ЗАДАНИЕ — Какими двумя бывает пейзаж у Дьячкова, согласно фрагменту о его стихах?

ФРАГМЕНТ ДОКУМЕНТА —

################

Иногда — ярко и рельефно проступает история: “Почти темно. Спускаются к реке / животные, бородачи без веры, / язычники бредут, легионеры, / гудят на непонятном языке. / Забыв про дом и быт, про смех и женщин, / мужья уходят в воду и сыны. / Никто не поднимает головы. / Тьма чавкает, гогочет и скрежещет” (“Переправа”). (Интересно посмотреть, как эти стихи перекликаются с “Переправой” Мартынова: “Туман. Река. Клубятся облака. / Я жду. И вместе ждут у переправы / Охотники, солдаты, гуртоправы, / Врачи, крестьяне... Всех томит тоска”.)
Да и пейзаж у Дьячкова разнообразнее — то среднерусский, то палестинский: “На мелководье видно, как песок / из-под стопы взвивается, и кружит, / и оседает. Терпкий запах стружек / и сладкие — олифы и досок” (“Первые апостолы”). Пусть этот стих лишен иронии, как у Салимона, или парадокса, как у Бару, он мифилогичнее, сказочнее, безыскуснее: “Пустынный пляж. Забытая лопатка. / Детдомовец в рюкзак сложил манатки. / Рюкзак в кладовой заперли давно. / Ключ — в чреве карпа. Карп ушел на дно” (“Век”).

################

[Сохранённые данные]
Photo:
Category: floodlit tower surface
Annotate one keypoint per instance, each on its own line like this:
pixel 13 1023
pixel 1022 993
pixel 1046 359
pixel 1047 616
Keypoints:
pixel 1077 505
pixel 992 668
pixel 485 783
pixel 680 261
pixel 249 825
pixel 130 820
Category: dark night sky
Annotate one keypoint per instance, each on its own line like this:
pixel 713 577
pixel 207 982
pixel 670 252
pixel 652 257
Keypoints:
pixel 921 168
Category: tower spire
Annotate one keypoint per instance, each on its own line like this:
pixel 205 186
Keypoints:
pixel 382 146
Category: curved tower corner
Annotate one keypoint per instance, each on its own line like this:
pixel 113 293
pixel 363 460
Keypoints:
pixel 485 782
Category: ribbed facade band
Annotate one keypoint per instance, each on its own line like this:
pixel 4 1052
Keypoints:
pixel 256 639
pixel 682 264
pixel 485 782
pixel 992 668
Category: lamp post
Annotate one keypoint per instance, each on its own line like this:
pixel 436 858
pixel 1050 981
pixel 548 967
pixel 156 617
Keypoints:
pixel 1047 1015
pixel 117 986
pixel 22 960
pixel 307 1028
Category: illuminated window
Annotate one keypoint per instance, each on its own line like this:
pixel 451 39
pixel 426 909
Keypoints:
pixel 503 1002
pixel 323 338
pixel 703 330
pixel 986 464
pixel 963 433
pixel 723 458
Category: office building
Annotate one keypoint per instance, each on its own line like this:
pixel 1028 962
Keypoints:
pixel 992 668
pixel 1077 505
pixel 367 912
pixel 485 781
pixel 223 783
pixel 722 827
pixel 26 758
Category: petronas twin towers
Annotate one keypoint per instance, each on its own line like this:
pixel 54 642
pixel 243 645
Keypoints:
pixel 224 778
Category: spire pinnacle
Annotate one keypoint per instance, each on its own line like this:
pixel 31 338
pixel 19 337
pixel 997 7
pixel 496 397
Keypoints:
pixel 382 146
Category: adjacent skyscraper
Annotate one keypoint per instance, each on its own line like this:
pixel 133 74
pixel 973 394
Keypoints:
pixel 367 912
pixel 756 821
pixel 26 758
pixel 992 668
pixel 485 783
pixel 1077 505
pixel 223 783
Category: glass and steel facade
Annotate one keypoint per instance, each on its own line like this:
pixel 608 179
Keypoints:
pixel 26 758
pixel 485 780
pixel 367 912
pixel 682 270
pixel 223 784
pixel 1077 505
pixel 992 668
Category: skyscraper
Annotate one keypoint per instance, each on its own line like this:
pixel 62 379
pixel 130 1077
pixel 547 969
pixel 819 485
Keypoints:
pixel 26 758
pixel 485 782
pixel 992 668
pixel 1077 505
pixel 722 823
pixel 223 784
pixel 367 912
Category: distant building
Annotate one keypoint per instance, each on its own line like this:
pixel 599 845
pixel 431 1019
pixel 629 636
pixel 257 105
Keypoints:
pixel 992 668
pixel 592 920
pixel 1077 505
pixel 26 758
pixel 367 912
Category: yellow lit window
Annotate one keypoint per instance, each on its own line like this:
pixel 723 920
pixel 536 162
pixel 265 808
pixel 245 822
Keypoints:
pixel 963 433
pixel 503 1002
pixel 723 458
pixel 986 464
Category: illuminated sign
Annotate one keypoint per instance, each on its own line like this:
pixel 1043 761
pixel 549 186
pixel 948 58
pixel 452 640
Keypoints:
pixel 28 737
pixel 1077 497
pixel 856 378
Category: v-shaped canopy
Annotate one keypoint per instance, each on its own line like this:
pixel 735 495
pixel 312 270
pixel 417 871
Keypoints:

################

ВАШ ОТВЕТ — Пейзаж у Дьячкова бывает то среднерусским, то палестинским.